▶ [Challenge 1]:
Answer these questions from the REXX text on map, filter and reduce:
(a) What value must the routine return for filter to keep an item?
(b) What does grepFilter run against each token?
(c) Which variable holds the output list that filter builds?
▶ [Challenge 2]: Please explain, using the reason the REXX text on map, filter and reduce gives, why so much of the filter procedure is parameter handling.
▶ [Challenge 3]: Carry on the REXX text on map, filter and reduce from its last sentence.

In this example the filter routine applies the find routine to each token in the string, with a parameter "CICS" (the search argument).

And not a loop in sight.

My Experiment

I implemented versions of map, filter and reduce. I’ll talk about how but first here’s what they do:

Function	Purpose
map	Applies a routine to each element
filter	Creates a subset of the string with each element being kept or discarded based on the routine’s return value (1 to keep and 0 to throw the item away)
reduce	Produce a result based on an initial value and applying a routine to each element.

Here’s a simple version of filter:

filter: procedure 
parse arg f,p1,p2,p3,list 
if list="" then do 
  parse arg f,p1,p2,list 
  if list="" then do 
    parse arg f,p1,list 
    if list="" then do 
      funstem="keepit="f"(" 
    end 
    else do 
      funstem="keepit="f"("p1"," 
    end 
  end 
  else do 
    funstem="keepit="f"("p1","p2"," 
  end 
end 
else do 
  funstem="keepit="f"("p1","p2","p3","
end 
outlist="" 
do forever 
  parse value list with item list 
  interpret funstem""item")" 
  if keepit=1 then do 
    if outlist="" then do 
      outlist=item 
    end 
    else do 
      outlist=outlist item
    end 
  end 
  if list="" then leave 
end 
return outlist

Variable “list” is the input space-separated list. “outlist” is the output list that filter builds – in the same space-separated list format.

Much of this is in fact parameter handling: The p1, p2, p3 optional parameters need checking for. But the “heavy lifting” comes in three parts:

Breaking the string into tokens (or items, if you prefer).
Using interpret to invoke the filter function (named in variable f) against each token.
Checking the value of the keepit variable on return from the filter function:

If it’s 1 then keep the item. If not then remove it from the list.

I also wrote a filter called “grepFilter” (amongst others). Recall the example above where I wanted to find the string “CICS” at the beginning of a token. That could’ve been done with a filter that checked for pos("CICS",item)=1. That’s obviously a very simple case. grepFilter, as the name suggests, uses grep against each token. It worked nicely (though I suggest it fails my long-standing “minimise the transitions between REXX and Unix through BPXWUNIX” test).

And then I got playing with examples, including “pipelining” – from, say, map to filter to reduce – such as:

say reduce("sum",0,filter("gt",8,map("timesit",2,"1 2 3 4 5 6")))

Issues

There are a number of issues with this approach:

You’ll notice the function name (first parameter in the filter example above) is in fact a character string.

Records:

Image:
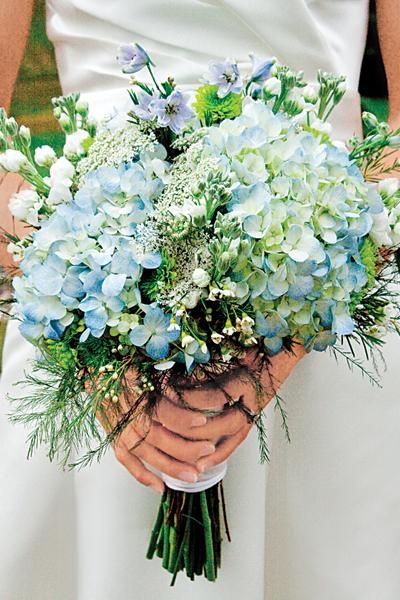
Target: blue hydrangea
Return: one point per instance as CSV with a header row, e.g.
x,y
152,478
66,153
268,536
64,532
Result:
x,y
154,334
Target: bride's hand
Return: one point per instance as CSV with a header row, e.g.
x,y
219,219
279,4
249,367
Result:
x,y
183,443
160,443
228,430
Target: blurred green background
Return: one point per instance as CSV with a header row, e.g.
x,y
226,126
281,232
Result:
x,y
38,83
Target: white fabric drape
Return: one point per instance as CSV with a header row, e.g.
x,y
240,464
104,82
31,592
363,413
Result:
x,y
327,524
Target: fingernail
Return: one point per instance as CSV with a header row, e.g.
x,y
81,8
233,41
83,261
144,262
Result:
x,y
199,420
207,450
158,487
188,476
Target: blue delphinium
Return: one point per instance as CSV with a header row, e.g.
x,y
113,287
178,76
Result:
x,y
155,333
261,69
132,58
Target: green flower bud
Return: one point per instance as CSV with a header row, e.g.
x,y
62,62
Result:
x,y
11,126
25,135
3,143
82,108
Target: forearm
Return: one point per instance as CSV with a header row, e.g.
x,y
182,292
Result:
x,y
15,19
388,17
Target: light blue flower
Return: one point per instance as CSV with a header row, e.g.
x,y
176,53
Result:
x,y
154,334
273,328
226,76
261,69
173,112
321,341
132,58
145,107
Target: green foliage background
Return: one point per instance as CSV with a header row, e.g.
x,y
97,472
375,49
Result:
x,y
38,82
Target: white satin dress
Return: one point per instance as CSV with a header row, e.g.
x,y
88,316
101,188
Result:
x,y
327,525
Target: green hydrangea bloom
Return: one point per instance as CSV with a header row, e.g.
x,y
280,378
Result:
x,y
61,353
369,256
210,108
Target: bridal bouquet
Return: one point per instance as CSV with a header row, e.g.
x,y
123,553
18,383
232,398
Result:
x,y
167,243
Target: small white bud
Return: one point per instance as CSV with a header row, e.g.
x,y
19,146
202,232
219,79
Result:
x,y
200,277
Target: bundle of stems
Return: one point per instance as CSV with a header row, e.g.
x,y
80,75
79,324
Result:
x,y
187,532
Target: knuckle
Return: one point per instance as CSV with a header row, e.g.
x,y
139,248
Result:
x,y
120,454
142,478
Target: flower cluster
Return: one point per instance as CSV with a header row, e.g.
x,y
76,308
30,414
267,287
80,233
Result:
x,y
84,260
195,230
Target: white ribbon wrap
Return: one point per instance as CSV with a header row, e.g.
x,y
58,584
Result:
x,y
206,480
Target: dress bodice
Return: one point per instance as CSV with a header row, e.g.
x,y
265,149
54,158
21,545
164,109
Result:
x,y
183,36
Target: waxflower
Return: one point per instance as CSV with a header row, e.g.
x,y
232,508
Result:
x,y
226,76
45,156
173,111
13,160
133,58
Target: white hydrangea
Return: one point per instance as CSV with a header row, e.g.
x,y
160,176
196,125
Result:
x,y
74,144
60,181
381,230
25,206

▶ [Expected output 1]:
(a) 1
(b) grep
(c) outlist

▶ [Expected output 2]: The parameters p1, p2 and p3 are optional, so the procedure has to check for them. That checking takes up much of the code, while the "heavy lifting" is in only three parts.

▶ [Expected output 3]:
It’s not a function reference as other languages would see it. REXX doesn’t have a first class function data type. Suppose you didn’t have a procedure of that name in your code: You’d get some weird error messages at run time. And while you can pass around character strings all you want the semantics are different from passing around function references.
The vital piece of REXX that makes this technique possible is the interpret instruction.

It’s very powerful but comes at a bit of a cost: When the REXX interpreter starts it tokenises the REXX exec – for performance reasons. It can’t tokenise the string passed to interpret. So performance could suffer. For my use cases most of the time (and CPU time) is spent in commands (scripted by REXX) rather than in the REXX code itself. (I also think the process of mapping a function to a list suffers less than the average REXX instruction if run through interpret.
The requirement to write, for example

say reduce("sum",0,filter("gt",8,map("timesit",2,"1 2 3 4 5 6")))

rather than

say "1 2 3 4 5 6".map("timesit",2).filter("gt",8).reduce("sum",0)

is inelegant. Fixing this would require subverting a major portion of what REXX is. And that’s not what I’m trying to do.
The need to apply a function to each item – particularly in the filter case – can be overkill.

In my Production code I can write

filter("item>8","1 2 4 8 16 32")

as I check the first parameter for characters such as “>” and “=”. So no filtering function required.
REXX doesn’t have anonymous functions and I can’t think of a way to simulate them. Can you? If you look at the linked Wikipedia entry it shows how expressive they can be.

These are worth thinking about but not – I would submit – show stoppers. They just require care in using these techniques and sensible expectations.

Conclusions

It’s perfectly possible to do some modern things in REXX – if you work at it. And this post has been the result of experimentation. Experimentation which I’m going to use directly in some of my programs. (In fact I’ve taken the prototype code and extended it for Production. I’ve kept it “simple” here.)

I’d note that “CMS Pipelines” would do some of this – but not all. And in any case most people don’t have CMS Pipelines – whether on VM or ported to TSO. (TSO is my case, but mostly in batch.)

I don’t believe “Classic” REXX to be under active development so asking for new features is probably a waste of time. Hence my tack of simulating them, and living with the limitations of the simulation: It still makes for clearer, more maintainable code.

Care to try to simulate other modern language features? Lambda or Currying would be pretty similar.

Of course if I had kept my blinkers on then I wouldn’t know about all these programming concepts and wouldn’t be trying to apply them to REXX. But where’s the fun in that?

Data Collection Requirements

(Originally posted 2013-06-01.)

Over the years I’ve written emails with data collection requirements dozens of times, with varying degrees of clarity. It would be better, wouldn’t it, to write it once. I don’t think I can get out of the business of writing such emails entirely but here’s a goodly chunk of it.

Another thing that struck me is that the value of some types of data has increased enormously over time. So some data that might’ve been in the “I don’t mind if you don’t send it” category has been elevated to “things will be much better if you do”.

I’d like to articulate that more clearly.

Bare Minimum

I always want SMF Types 70 through to 79, whatever you have.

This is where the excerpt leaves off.